# [DOCUMENT PASSAGE]
# Jen



## 22ponygirl527 (Mar 11, 2010)

My girl Jen passed away today. She ran through the fence, and broke her elbow.
The vet put her to sleep. She was 29, almost 30. I loved her dearly- we were pals. She was always so sensitive to how I was feeling, and if I was sad, she'd comfort me. She taught me a lot- about riding, training, and love. I can't believe
she's gone. She was special: my first horse, and we just clicked. I remember the first time I saw her, she was this cute, shaggy little horse. It was feeding time at the stable and I fed her her hay and she walked over and started eating, all the while, giving me this quizzical look as if to say: "Hey, you're new here- I like you." I just knew from that moment that she and I were going be pals, that somehow we were going to belong to each other. Sure enough, I came into ownership of Jen in September 2007. We rode all over the place, in town, & way out into the country- I felt safe and secure, that We could go anywhere as long as we had each other. She opened up a whole new dimension of freedom for me. She was absolutely amazing- she was MY girl, and always will be. Dakota and I miss you.


----------



## Speed Racer (Oct 21, 2009)

My deepest condolences. The Bridge has been busy lately.


----------



## ridersaddleup (Feb 23, 2010)

I'm sorry you lost your horse, it's such a sad thing to go through. I know how you feel.


----------



## Gus (Oct 22, 2010)

o my gosh you sound exactly like me! That was how me and my horse Gus came along and I got Gus in NOVEMBER 2007 I also had to put him down this year (9/11/10). But you sound exactly like me, and if anything I bet you bawld all day like me....
I'm so sorry


----------

(Records of labeled points)
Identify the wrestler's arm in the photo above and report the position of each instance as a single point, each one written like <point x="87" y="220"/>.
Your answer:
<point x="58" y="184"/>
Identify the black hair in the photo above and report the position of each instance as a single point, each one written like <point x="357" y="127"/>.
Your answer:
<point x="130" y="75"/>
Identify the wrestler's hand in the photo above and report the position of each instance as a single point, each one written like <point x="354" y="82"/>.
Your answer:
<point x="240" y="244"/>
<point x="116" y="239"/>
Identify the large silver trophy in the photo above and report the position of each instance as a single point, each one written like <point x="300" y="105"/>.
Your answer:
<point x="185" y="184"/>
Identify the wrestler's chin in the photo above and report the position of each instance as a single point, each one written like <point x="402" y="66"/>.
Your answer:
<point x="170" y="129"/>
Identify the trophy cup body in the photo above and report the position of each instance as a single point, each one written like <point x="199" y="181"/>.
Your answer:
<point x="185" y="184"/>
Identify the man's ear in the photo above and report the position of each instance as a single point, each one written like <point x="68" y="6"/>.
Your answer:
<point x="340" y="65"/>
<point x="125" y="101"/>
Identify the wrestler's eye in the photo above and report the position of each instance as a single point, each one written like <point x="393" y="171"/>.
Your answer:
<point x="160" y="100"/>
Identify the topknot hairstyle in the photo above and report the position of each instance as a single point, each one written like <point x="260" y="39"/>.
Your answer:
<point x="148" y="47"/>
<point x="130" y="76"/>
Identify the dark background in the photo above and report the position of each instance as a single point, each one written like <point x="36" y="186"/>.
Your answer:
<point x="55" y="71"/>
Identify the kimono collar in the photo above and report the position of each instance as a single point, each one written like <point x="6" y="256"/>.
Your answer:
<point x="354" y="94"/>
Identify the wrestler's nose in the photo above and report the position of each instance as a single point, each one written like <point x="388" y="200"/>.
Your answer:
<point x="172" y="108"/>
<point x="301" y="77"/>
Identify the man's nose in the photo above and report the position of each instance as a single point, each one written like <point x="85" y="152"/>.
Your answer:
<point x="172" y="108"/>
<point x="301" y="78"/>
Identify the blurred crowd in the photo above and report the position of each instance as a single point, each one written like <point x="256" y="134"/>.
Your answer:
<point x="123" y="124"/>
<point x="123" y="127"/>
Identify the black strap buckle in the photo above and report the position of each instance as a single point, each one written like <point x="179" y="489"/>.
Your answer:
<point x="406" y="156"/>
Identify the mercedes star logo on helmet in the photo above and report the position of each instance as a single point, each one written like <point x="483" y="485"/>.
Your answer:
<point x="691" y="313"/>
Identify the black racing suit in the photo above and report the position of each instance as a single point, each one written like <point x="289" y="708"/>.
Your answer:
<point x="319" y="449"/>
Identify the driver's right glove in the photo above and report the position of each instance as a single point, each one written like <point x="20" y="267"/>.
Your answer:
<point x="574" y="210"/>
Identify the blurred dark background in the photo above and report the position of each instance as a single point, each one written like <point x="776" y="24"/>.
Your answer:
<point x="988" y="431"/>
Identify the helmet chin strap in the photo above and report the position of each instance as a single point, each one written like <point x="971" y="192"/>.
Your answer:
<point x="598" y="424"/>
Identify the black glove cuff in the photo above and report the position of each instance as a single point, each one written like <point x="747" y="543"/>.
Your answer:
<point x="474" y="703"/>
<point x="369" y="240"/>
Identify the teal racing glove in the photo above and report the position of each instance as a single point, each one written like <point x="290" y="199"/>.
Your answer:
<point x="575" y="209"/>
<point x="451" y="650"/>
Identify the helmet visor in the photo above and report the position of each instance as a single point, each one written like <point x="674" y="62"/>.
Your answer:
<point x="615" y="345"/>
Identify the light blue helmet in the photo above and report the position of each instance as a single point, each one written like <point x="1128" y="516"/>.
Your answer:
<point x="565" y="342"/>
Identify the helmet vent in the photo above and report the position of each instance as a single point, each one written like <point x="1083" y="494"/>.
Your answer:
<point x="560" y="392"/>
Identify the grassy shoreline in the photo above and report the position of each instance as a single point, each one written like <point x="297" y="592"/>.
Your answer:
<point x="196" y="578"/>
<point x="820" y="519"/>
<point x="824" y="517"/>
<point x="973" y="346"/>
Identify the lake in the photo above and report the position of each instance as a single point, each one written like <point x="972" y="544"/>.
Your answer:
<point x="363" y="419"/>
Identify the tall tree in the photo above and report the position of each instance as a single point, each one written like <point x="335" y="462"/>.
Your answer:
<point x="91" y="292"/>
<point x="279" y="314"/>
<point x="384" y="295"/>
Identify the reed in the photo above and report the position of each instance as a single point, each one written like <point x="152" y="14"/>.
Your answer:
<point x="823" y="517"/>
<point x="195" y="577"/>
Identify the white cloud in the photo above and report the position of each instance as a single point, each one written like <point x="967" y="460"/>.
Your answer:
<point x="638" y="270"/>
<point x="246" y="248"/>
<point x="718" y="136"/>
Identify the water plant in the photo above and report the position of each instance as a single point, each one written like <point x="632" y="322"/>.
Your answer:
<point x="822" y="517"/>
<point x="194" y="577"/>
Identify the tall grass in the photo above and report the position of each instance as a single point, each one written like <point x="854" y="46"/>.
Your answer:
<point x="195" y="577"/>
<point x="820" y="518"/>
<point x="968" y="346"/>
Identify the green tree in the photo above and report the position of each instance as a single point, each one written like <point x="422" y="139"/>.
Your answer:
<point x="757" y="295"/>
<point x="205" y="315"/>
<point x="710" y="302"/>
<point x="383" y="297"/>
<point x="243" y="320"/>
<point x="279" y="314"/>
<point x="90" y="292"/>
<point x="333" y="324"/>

# [TASKS TO PERFORM]
1. From the forum thread about Jen, return the passage from "My deepest condolences." to "how you feel.", copied word for word.
2. In the forum thread about Jen, in what month and year did the first poster come into ownership of Jen?

# [SOLUTIONS BY TASK]
1.
My deepest condolences. The Bridge has been busy lately.


----------



## ridersaddleup (Feb 23, 2010)

I'm sorry you lost your horse, it's such a sad thing to go through. I know how you feel.

2. September 2007